TASK OBJECTIVE: Whichever lines include the word "target", copy them as they appear in the data.

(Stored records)
-.-.-
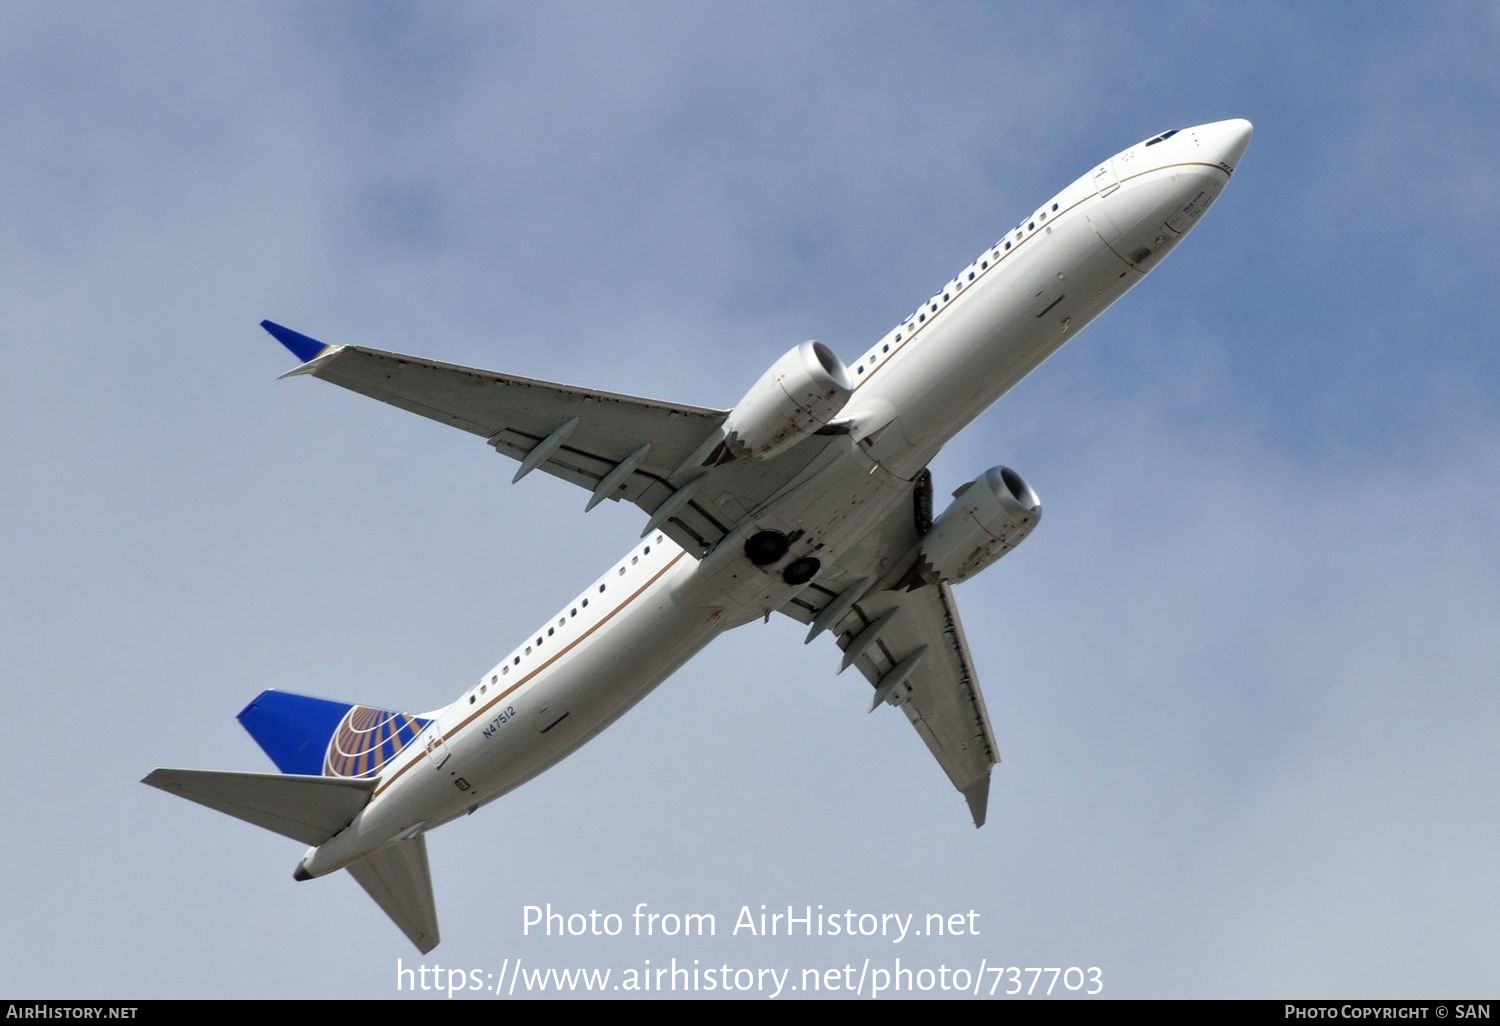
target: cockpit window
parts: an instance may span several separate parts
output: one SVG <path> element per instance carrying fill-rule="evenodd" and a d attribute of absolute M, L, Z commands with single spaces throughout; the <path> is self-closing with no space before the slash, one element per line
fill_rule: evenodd
<path fill-rule="evenodd" d="M 1161 135 L 1157 136 L 1155 139 L 1152 139 L 1152 140 L 1148 141 L 1146 143 L 1146 145 L 1147 146 L 1155 146 L 1159 142 L 1163 142 L 1163 141 L 1165 141 L 1167 139 L 1172 138 L 1172 136 L 1176 135 L 1180 131 L 1182 131 L 1182 129 L 1180 129 L 1180 128 L 1174 128 L 1170 132 L 1163 132 Z"/>

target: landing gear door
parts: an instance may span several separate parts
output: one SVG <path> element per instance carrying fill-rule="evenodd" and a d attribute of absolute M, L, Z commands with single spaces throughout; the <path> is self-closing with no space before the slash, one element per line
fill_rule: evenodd
<path fill-rule="evenodd" d="M 1119 187 L 1120 179 L 1115 175 L 1115 162 L 1110 158 L 1094 172 L 1094 191 L 1100 196 L 1108 196 Z"/>

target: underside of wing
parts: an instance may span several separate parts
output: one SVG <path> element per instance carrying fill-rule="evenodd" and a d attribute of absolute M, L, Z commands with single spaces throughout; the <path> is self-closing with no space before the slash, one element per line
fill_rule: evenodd
<path fill-rule="evenodd" d="M 586 489 L 587 508 L 634 503 L 702 554 L 776 494 L 835 439 L 804 440 L 774 460 L 708 467 L 728 413 L 538 381 L 354 346 L 329 346 L 272 322 L 263 327 L 321 378 L 485 439 L 520 466 Z"/>
<path fill-rule="evenodd" d="M 845 664 L 882 703 L 906 714 L 983 826 L 990 767 L 1000 761 L 969 643 L 947 584 L 861 599 L 835 628 Z"/>
<path fill-rule="evenodd" d="M 890 620 L 866 645 L 865 632 L 888 614 Z M 940 583 L 882 592 L 861 602 L 839 637 L 846 657 L 856 646 L 851 665 L 874 686 L 875 703 L 887 702 L 906 714 L 968 802 L 974 825 L 983 826 L 990 767 L 1000 761 L 1000 751 L 953 589 Z"/>
<path fill-rule="evenodd" d="M 893 586 L 930 515 L 924 476 L 909 506 L 841 558 L 835 576 L 820 578 L 781 612 L 812 625 L 809 641 L 833 633 L 843 667 L 859 670 L 874 689 L 871 711 L 890 704 L 906 714 L 963 794 L 974 825 L 983 826 L 990 767 L 1000 753 L 953 591 L 946 583 L 910 591 Z"/>

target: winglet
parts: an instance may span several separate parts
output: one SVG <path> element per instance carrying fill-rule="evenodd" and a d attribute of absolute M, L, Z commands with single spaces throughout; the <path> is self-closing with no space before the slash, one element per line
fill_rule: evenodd
<path fill-rule="evenodd" d="M 989 771 L 986 770 L 984 776 L 959 790 L 963 793 L 964 801 L 969 803 L 969 815 L 974 817 L 975 829 L 984 826 L 984 814 L 990 803 Z"/>
<path fill-rule="evenodd" d="M 308 338 L 301 332 L 293 331 L 291 328 L 283 328 L 275 321 L 261 321 L 260 326 L 270 332 L 272 338 L 290 349 L 292 355 L 303 363 L 316 360 L 330 348 L 326 342 L 319 342 L 315 338 Z"/>

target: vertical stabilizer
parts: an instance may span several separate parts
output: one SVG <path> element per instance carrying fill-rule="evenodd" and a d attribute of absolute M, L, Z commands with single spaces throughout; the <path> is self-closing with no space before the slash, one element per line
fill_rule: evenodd
<path fill-rule="evenodd" d="M 289 691 L 262 691 L 239 721 L 281 772 L 315 777 L 379 776 L 432 722 Z"/>

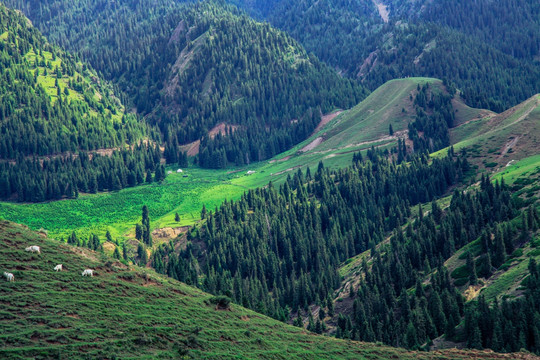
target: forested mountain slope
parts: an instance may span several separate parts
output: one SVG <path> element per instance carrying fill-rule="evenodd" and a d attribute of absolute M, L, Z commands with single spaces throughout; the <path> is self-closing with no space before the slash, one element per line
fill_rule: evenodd
<path fill-rule="evenodd" d="M 135 178 L 128 185 L 128 167 L 139 178 L 154 170 L 146 146 L 113 151 L 150 131 L 125 112 L 110 85 L 3 5 L 0 31 L 0 198 L 76 197 L 78 191 L 135 185 Z"/>
<path fill-rule="evenodd" d="M 508 358 L 479 351 L 407 352 L 317 336 L 20 225 L 1 221 L 0 236 L 0 269 L 15 276 L 0 292 L 3 359 Z M 25 252 L 28 246 L 40 246 L 41 254 Z M 53 270 L 57 264 L 62 271 Z M 93 277 L 81 276 L 86 268 L 95 271 Z"/>
<path fill-rule="evenodd" d="M 322 114 L 365 96 L 292 38 L 232 7 L 190 7 L 170 46 L 178 58 L 151 119 L 169 147 L 201 139 L 203 167 L 273 157 L 306 139 Z M 218 124 L 228 131 L 209 136 Z"/>
<path fill-rule="evenodd" d="M 0 11 L 0 158 L 115 147 L 144 134 L 95 73 L 20 14 Z"/>
<path fill-rule="evenodd" d="M 404 94 L 392 91 L 393 86 Z M 493 184 L 485 175 L 479 184 L 467 186 L 475 182 L 477 170 L 493 167 L 486 156 L 505 155 L 491 147 L 505 146 L 513 125 L 534 129 L 536 97 L 496 115 L 462 104 L 454 108 L 459 100 L 432 79 L 393 81 L 384 89 L 386 95 L 410 102 L 402 102 L 405 112 L 414 109 L 406 137 L 395 148 L 355 154 L 346 169 L 331 171 L 321 164 L 315 174 L 309 168 L 305 174 L 297 171 L 279 189 L 269 184 L 214 211 L 203 210 L 200 225 L 181 240 L 187 244 L 180 250 L 163 244 L 154 252 L 152 266 L 211 293 L 229 294 L 274 318 L 307 323 L 319 333 L 331 329 L 338 337 L 408 348 L 429 348 L 432 341 L 446 339 L 459 346 L 537 353 L 537 315 L 526 314 L 539 312 L 539 295 L 535 282 L 522 280 L 536 276 L 534 261 L 540 257 L 535 251 L 538 168 L 512 186 L 500 178 Z M 327 125 L 326 141 L 343 140 L 340 128 L 345 133 L 354 126 L 370 129 L 362 119 L 371 115 L 369 105 L 378 103 L 384 89 L 351 110 L 350 118 L 345 114 Z M 387 100 L 381 101 L 389 109 L 372 109 L 387 114 L 378 119 L 384 127 L 392 124 L 384 121 L 399 113 L 399 100 Z M 457 118 L 456 110 L 480 118 Z M 489 127 L 489 141 L 475 142 L 473 132 L 456 130 L 474 122 Z M 458 155 L 447 148 L 446 156 L 430 164 L 425 154 L 448 147 L 455 131 L 468 134 L 472 149 L 456 145 Z M 534 136 L 523 138 L 527 152 L 516 147 L 509 159 L 537 154 Z M 324 148 L 319 141 L 313 151 Z M 480 156 L 484 167 L 476 167 Z M 426 206 L 431 211 L 425 213 Z M 459 260 L 451 261 L 455 257 Z M 347 267 L 349 261 L 355 266 Z M 340 270 L 343 264 L 348 270 Z M 474 301 L 467 303 L 476 296 L 464 297 L 463 287 L 472 286 L 469 292 L 484 287 L 486 294 L 500 296 L 505 291 L 493 289 L 507 286 L 512 274 L 519 277 L 512 288 L 520 291 L 499 309 L 504 319 L 496 326 L 495 320 L 485 322 L 484 298 L 478 298 L 479 308 Z M 482 286 L 475 288 L 477 284 Z M 495 316 L 499 305 L 491 306 L 489 316 Z M 521 318 L 527 321 L 520 323 Z M 487 330 L 489 324 L 499 333 Z"/>
<path fill-rule="evenodd" d="M 53 43 L 79 54 L 129 97 L 154 103 L 171 59 L 167 42 L 185 1 L 13 0 Z M 157 88 L 156 88 L 157 87 Z M 148 98 L 150 96 L 150 98 Z M 127 103 L 127 101 L 125 101 Z M 144 105 L 142 109 L 145 109 Z"/>
<path fill-rule="evenodd" d="M 178 145 L 193 141 L 201 142 L 203 167 L 270 158 L 309 136 L 321 114 L 366 93 L 286 34 L 222 2 L 171 1 L 155 9 L 129 1 L 10 5 L 149 114 L 171 162 Z M 216 125 L 225 130 L 209 136 Z"/>
<path fill-rule="evenodd" d="M 398 77 L 446 78 L 474 107 L 503 111 L 540 91 L 540 6 L 505 1 L 238 1 L 372 90 Z M 376 4 L 387 6 L 385 23 Z"/>

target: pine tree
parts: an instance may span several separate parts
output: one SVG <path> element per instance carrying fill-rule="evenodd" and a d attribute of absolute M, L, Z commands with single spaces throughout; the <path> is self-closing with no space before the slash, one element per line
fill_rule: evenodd
<path fill-rule="evenodd" d="M 124 260 L 128 261 L 128 253 L 125 242 L 122 244 L 122 257 L 124 258 Z"/>
<path fill-rule="evenodd" d="M 152 182 L 153 182 L 152 172 L 150 170 L 148 170 L 146 172 L 146 183 L 151 184 Z"/>
<path fill-rule="evenodd" d="M 206 219 L 206 206 L 203 204 L 202 210 L 201 210 L 201 220 Z"/>
<path fill-rule="evenodd" d="M 120 252 L 118 251 L 118 246 L 114 247 L 113 258 L 120 260 Z"/>
<path fill-rule="evenodd" d="M 476 265 L 470 252 L 467 253 L 467 271 L 469 272 L 469 284 L 476 285 L 478 276 L 476 275 Z"/>
<path fill-rule="evenodd" d="M 146 263 L 148 263 L 148 254 L 146 253 L 146 248 L 140 243 L 137 246 L 137 257 L 139 259 L 139 265 L 146 266 Z"/>

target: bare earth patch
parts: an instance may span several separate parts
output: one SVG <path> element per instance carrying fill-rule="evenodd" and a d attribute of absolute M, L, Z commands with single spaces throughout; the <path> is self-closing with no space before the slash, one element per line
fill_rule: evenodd
<path fill-rule="evenodd" d="M 343 110 L 338 110 L 338 111 L 334 111 L 333 113 L 330 113 L 330 114 L 327 114 L 327 115 L 324 115 L 322 118 L 321 118 L 321 122 L 319 123 L 319 125 L 317 125 L 317 127 L 315 128 L 315 130 L 313 131 L 313 134 L 316 134 L 319 132 L 319 130 L 321 130 L 326 124 L 328 124 L 330 121 L 334 120 L 339 114 L 341 114 L 343 112 Z"/>
<path fill-rule="evenodd" d="M 161 229 L 155 229 L 152 231 L 152 238 L 156 239 L 175 239 L 178 235 L 181 233 L 186 232 L 189 229 L 188 226 L 182 226 L 177 228 L 161 228 Z"/>
<path fill-rule="evenodd" d="M 311 151 L 315 149 L 317 146 L 319 146 L 322 142 L 323 142 L 323 138 L 319 136 L 318 138 L 316 138 L 315 140 L 313 140 L 312 142 L 304 146 L 302 149 L 300 149 L 300 152 L 305 153 L 305 152 Z"/>
<path fill-rule="evenodd" d="M 238 125 L 229 125 L 225 123 L 217 124 L 208 132 L 208 135 L 213 139 L 217 134 L 227 135 L 227 129 L 230 129 L 231 132 L 235 132 L 240 126 Z"/>
<path fill-rule="evenodd" d="M 388 22 L 390 19 L 390 10 L 388 10 L 388 6 L 384 5 L 381 0 L 373 0 L 373 3 L 377 7 L 377 10 L 379 11 L 379 15 L 383 19 L 385 23 Z"/>
<path fill-rule="evenodd" d="M 506 155 L 508 153 L 508 151 L 513 148 L 514 146 L 516 146 L 517 142 L 519 141 L 519 138 L 521 136 L 516 136 L 515 138 L 509 140 L 505 145 L 504 145 L 504 148 L 503 150 L 501 151 L 501 155 L 499 155 L 499 159 L 501 157 L 503 157 L 504 155 Z"/>
<path fill-rule="evenodd" d="M 482 285 L 471 285 L 469 286 L 469 288 L 467 290 L 465 290 L 465 292 L 463 293 L 463 295 L 465 295 L 465 298 L 467 299 L 467 301 L 470 301 L 474 298 L 476 298 L 478 296 L 478 294 L 480 294 L 480 290 L 482 290 L 484 288 L 484 286 Z"/>

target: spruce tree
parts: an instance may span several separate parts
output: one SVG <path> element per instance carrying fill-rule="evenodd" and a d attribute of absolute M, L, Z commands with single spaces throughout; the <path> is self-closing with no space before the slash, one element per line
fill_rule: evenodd
<path fill-rule="evenodd" d="M 476 275 L 476 265 L 470 252 L 467 252 L 467 271 L 469 272 L 469 284 L 476 285 L 478 276 Z"/>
-.-.-
EXERCISE OUTPUT:
target: cockpit window
target: landing gear door
target: underside of wing
target: winglet
target: vertical stabilizer
target: forested mountain slope
target: pine tree
target: bare earth patch
target: spruce tree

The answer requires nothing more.